* _SUPPLIED RECORDS_

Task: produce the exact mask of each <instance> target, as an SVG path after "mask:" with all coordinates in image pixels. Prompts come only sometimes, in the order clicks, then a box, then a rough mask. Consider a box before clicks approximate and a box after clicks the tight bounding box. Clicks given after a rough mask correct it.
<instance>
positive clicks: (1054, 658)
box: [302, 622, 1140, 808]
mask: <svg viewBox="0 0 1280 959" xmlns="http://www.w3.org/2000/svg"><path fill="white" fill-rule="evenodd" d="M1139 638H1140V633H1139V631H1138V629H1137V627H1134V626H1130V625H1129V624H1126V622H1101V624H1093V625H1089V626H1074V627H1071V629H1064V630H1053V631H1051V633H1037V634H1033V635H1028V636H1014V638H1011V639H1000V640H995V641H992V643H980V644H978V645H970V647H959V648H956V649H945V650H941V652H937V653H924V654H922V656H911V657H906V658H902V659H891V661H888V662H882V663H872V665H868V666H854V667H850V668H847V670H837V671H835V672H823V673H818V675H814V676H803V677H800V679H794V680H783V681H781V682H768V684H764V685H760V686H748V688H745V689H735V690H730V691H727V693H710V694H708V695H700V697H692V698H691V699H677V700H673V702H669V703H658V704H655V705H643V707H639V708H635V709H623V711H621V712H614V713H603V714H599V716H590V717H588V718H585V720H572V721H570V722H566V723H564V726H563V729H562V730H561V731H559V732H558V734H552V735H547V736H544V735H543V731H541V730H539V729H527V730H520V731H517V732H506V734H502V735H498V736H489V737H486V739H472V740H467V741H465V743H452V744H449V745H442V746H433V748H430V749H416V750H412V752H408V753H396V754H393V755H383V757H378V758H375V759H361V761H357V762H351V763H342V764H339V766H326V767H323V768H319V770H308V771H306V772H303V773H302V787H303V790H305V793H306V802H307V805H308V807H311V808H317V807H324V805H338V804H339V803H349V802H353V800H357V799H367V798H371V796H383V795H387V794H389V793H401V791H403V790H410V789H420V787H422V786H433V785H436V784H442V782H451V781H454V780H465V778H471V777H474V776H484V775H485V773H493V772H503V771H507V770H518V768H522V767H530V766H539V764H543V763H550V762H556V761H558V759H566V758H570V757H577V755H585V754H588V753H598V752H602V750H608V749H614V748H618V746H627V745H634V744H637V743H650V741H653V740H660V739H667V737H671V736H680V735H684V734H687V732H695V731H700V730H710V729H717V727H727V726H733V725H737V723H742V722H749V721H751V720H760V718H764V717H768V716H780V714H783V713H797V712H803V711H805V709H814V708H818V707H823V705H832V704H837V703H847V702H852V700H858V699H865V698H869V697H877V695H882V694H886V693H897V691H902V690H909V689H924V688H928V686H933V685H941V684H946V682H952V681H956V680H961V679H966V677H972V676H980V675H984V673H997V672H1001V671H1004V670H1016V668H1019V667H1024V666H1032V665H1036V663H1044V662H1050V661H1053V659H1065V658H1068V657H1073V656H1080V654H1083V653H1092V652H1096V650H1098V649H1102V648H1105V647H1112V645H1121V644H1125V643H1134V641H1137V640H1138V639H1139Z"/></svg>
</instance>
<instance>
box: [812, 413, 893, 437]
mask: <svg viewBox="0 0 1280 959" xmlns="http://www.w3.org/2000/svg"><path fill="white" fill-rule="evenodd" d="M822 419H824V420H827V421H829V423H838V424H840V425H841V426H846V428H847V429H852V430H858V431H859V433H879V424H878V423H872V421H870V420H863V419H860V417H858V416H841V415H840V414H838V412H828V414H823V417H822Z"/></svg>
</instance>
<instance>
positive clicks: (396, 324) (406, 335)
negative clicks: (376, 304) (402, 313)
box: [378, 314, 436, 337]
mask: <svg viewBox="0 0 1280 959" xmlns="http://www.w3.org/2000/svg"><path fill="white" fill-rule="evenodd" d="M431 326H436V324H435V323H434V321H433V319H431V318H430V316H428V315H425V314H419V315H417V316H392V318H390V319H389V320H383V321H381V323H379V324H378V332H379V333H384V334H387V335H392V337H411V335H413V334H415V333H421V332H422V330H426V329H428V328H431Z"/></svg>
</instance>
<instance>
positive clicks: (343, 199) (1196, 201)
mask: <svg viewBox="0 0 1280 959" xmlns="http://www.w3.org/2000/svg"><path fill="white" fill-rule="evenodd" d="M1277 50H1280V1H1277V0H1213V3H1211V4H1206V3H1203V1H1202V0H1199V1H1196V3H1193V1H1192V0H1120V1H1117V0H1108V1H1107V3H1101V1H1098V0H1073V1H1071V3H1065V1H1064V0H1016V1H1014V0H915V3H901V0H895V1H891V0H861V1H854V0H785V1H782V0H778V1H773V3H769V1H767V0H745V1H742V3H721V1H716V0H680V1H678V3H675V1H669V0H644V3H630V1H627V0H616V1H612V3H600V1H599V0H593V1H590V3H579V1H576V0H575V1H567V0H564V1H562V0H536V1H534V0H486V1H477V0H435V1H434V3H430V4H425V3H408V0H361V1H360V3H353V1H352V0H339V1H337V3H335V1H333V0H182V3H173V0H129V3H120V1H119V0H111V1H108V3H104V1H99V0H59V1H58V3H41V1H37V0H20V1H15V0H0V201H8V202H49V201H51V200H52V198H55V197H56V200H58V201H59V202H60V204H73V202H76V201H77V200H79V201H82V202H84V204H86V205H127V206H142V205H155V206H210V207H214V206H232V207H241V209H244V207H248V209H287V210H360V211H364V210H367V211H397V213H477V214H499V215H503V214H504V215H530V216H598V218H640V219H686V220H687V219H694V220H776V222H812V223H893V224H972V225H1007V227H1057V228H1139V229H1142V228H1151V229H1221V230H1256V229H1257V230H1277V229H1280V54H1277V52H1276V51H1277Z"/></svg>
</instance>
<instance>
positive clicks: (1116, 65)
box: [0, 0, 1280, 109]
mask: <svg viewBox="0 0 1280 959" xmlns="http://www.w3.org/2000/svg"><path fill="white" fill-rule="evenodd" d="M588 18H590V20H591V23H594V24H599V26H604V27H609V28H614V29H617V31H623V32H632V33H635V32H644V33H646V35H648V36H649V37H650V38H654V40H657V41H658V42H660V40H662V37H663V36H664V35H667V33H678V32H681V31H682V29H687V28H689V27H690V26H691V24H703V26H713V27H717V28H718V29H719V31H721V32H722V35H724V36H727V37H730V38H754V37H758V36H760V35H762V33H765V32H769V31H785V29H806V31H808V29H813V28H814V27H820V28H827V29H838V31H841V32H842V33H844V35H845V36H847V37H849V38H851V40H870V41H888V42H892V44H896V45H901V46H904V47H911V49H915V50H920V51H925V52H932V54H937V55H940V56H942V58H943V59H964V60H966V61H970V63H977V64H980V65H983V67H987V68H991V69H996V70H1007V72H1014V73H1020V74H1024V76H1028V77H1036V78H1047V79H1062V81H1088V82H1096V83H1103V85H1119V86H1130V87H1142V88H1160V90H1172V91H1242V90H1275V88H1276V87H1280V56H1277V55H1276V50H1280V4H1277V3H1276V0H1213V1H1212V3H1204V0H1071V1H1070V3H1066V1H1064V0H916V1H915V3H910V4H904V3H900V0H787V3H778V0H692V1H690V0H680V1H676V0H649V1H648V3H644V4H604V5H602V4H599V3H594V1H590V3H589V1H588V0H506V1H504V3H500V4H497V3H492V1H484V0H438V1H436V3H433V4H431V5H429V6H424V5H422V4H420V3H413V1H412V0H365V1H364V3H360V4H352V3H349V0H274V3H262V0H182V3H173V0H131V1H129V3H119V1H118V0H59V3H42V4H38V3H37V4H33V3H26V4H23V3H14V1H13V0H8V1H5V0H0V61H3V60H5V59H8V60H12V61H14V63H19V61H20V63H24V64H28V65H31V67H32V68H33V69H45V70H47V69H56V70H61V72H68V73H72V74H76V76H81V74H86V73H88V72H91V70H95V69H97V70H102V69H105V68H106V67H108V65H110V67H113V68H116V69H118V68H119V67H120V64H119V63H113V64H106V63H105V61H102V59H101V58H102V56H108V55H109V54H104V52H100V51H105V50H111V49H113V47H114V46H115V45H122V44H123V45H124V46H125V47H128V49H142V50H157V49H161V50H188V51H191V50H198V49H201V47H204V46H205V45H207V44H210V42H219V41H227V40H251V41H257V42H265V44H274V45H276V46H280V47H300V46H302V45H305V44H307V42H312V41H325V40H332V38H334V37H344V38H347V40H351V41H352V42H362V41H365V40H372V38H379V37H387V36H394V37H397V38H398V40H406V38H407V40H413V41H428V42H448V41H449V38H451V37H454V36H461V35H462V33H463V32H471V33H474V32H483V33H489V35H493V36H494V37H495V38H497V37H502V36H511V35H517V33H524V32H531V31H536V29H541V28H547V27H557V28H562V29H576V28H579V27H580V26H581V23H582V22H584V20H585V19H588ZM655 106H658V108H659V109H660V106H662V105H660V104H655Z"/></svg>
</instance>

* _ASSIGNMENT_
From the entries above, write out only the lines starting at the line that holds "box: [812, 413, 893, 437]" and ending at the line that holds "positive clicks: (396, 324) (406, 335)", keeping both and matching them exactly.

* _THE COMPLETED TASK_
box: [812, 413, 893, 437]
mask: <svg viewBox="0 0 1280 959" xmlns="http://www.w3.org/2000/svg"><path fill="white" fill-rule="evenodd" d="M822 419H824V420H827V421H829V423H838V424H840V425H841V426H846V428H847V429H852V430H858V431H859V433H879V424H878V423H872V421H870V420H863V419H860V417H858V416H841V415H840V414H838V412H828V414H823V417H822Z"/></svg>
</instance>
<instance>
positive clicks: (396, 324) (406, 335)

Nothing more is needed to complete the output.